> _WHAT IS NEEDED_
In the records below, the relevant part opens with the line containing "spot the volcanic slope." and closes with the line containing "spot the low bush."; print that part exactly and only, without its pictures.

*** Opening AVAILABLE DATA ***

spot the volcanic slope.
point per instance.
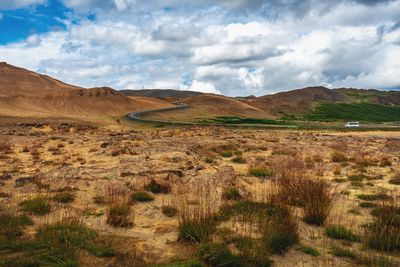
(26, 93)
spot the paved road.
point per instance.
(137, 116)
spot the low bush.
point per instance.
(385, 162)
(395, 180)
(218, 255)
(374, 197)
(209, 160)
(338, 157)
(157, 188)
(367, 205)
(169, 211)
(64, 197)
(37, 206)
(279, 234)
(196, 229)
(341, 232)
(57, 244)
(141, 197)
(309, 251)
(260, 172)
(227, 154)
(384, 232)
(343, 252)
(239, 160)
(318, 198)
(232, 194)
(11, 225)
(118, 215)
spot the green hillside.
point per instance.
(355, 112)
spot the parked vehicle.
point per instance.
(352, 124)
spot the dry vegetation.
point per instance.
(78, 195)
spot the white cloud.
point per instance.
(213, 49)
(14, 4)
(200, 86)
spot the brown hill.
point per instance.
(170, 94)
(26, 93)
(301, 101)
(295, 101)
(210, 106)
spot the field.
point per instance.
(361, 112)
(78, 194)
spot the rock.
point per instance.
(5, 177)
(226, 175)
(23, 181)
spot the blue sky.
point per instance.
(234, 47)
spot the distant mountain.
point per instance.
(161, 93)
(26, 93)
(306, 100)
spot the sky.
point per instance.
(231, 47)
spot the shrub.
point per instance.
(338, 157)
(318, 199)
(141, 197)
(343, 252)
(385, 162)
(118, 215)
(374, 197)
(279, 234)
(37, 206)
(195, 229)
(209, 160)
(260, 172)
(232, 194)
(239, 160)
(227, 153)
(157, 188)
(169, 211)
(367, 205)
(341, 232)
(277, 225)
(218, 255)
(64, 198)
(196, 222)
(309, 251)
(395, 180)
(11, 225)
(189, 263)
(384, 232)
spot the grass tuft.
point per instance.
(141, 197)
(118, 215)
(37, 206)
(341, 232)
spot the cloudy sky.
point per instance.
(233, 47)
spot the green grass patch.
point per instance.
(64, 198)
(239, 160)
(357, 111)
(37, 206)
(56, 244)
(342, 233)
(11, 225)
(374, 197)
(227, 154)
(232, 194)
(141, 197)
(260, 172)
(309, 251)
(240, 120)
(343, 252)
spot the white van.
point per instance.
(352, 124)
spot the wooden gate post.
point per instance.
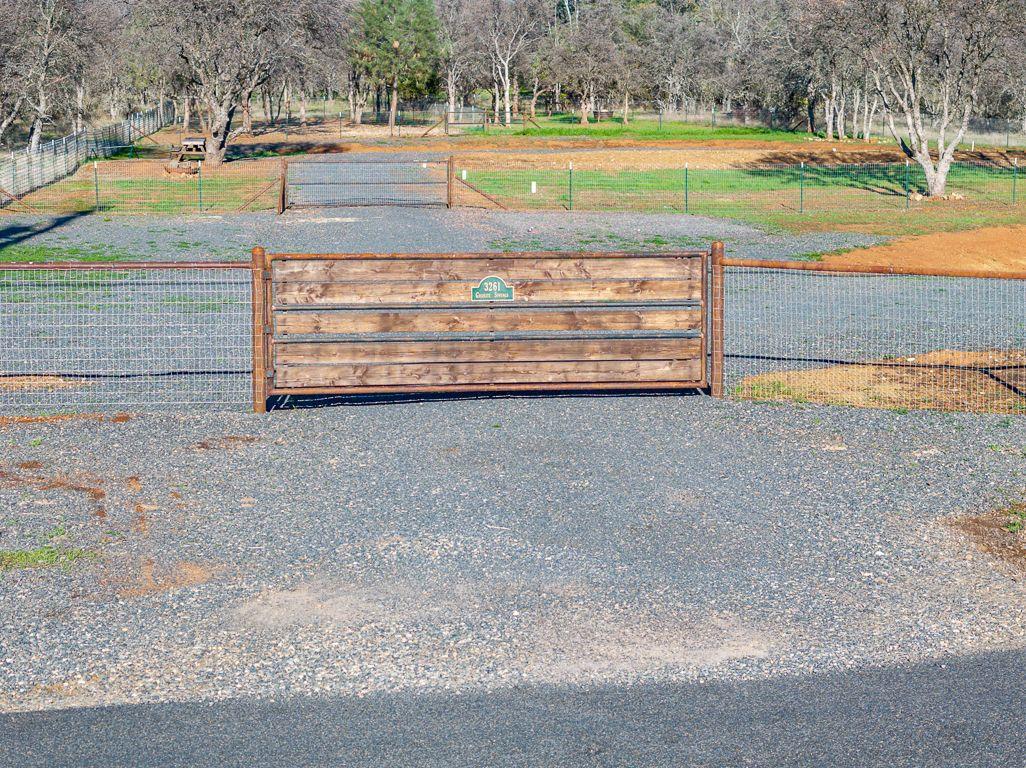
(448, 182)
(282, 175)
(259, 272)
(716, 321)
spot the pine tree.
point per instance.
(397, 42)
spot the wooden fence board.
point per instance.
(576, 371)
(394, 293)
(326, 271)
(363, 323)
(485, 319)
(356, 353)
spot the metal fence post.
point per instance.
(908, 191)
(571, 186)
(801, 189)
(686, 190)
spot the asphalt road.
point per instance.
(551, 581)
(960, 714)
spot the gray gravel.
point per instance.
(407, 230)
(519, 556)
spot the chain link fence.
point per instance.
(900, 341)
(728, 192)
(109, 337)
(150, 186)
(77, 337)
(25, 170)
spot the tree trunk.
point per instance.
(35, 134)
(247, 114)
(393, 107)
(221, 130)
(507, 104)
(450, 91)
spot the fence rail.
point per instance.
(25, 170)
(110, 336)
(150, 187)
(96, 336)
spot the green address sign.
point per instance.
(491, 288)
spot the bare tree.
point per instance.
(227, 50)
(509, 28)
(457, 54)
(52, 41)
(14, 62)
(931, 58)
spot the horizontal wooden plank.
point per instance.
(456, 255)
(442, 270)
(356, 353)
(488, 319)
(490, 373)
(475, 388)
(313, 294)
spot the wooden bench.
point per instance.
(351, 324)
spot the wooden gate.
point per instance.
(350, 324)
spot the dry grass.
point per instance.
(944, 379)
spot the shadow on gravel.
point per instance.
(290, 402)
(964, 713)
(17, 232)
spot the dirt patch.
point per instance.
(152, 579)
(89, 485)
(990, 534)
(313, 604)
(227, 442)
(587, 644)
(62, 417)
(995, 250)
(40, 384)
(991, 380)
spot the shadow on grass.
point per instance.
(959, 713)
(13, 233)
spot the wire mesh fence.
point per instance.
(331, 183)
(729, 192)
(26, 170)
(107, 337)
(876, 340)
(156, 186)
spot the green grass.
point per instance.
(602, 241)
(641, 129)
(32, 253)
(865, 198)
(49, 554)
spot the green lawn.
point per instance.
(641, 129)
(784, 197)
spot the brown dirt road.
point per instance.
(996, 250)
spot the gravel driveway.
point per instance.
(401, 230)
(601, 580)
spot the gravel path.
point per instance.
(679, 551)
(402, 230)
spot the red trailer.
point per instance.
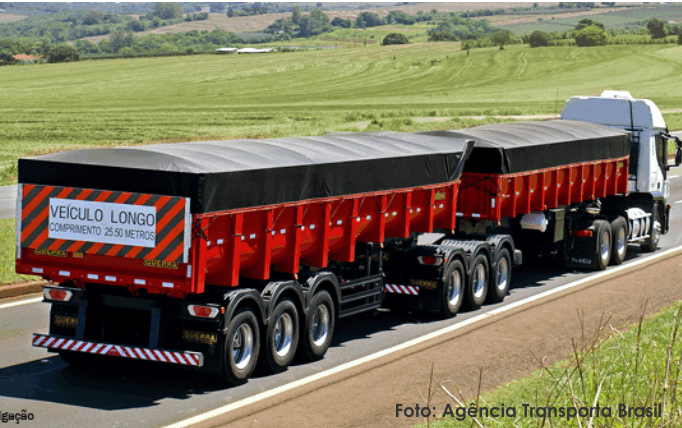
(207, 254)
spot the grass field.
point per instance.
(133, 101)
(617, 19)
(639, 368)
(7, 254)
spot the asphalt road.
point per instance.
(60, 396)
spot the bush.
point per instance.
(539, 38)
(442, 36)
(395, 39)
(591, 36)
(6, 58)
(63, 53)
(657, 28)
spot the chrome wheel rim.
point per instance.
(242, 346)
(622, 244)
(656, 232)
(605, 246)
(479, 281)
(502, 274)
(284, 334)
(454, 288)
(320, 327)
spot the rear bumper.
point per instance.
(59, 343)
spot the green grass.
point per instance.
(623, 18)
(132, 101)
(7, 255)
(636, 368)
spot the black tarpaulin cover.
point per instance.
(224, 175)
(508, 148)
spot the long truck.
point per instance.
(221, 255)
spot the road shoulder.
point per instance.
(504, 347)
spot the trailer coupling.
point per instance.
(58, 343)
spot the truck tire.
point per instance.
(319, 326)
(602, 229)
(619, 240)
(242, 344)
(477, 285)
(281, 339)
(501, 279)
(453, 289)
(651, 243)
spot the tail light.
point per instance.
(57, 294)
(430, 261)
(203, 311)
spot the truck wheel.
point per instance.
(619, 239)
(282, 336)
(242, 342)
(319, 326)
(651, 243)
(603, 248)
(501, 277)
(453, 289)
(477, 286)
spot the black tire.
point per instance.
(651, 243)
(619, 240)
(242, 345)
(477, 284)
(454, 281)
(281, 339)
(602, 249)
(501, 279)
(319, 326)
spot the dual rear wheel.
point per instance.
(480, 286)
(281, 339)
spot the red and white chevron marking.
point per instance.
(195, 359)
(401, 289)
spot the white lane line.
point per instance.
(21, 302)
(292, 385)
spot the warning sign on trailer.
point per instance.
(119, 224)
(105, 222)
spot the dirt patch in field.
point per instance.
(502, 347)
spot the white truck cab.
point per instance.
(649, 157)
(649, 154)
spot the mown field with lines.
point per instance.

*** Closing AVAILABLE DATA ***
*** Opening AVAILABLE DATA ***

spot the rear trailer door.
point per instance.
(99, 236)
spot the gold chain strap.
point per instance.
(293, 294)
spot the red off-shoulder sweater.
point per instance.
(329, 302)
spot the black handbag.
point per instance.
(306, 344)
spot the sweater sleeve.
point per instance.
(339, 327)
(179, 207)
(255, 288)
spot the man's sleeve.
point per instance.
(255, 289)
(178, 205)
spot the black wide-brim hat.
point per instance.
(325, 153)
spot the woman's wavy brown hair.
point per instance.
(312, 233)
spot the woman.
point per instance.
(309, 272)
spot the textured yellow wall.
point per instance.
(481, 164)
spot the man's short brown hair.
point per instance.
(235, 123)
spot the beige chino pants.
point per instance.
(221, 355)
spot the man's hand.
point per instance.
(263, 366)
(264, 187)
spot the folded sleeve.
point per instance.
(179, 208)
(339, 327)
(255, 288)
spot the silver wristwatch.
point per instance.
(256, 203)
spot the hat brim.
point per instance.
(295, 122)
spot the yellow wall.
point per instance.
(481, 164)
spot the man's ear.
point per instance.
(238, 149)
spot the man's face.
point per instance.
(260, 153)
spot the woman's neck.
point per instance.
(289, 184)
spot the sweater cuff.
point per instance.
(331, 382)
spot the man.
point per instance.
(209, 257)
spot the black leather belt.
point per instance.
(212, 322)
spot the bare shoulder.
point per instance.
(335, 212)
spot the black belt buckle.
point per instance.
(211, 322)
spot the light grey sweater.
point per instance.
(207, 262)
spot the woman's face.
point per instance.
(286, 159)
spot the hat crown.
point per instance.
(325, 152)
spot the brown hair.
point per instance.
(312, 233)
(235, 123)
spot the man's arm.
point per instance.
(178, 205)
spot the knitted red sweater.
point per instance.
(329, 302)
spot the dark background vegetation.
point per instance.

*** Closing AVAILABLE DATA ***
*** Opening AVAILABLE DATA ***

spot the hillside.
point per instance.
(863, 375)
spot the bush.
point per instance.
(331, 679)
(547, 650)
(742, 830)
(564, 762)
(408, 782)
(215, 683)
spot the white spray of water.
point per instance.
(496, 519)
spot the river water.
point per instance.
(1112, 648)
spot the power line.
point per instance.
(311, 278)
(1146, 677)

*** Closing AVAILABLE DATA ***

> _SOLUTION TO THE EXERCISE_
spot the volcanic slope.
point per instance.
(26, 93)
spot the paved road.
point per instance.
(137, 116)
spot the low bush.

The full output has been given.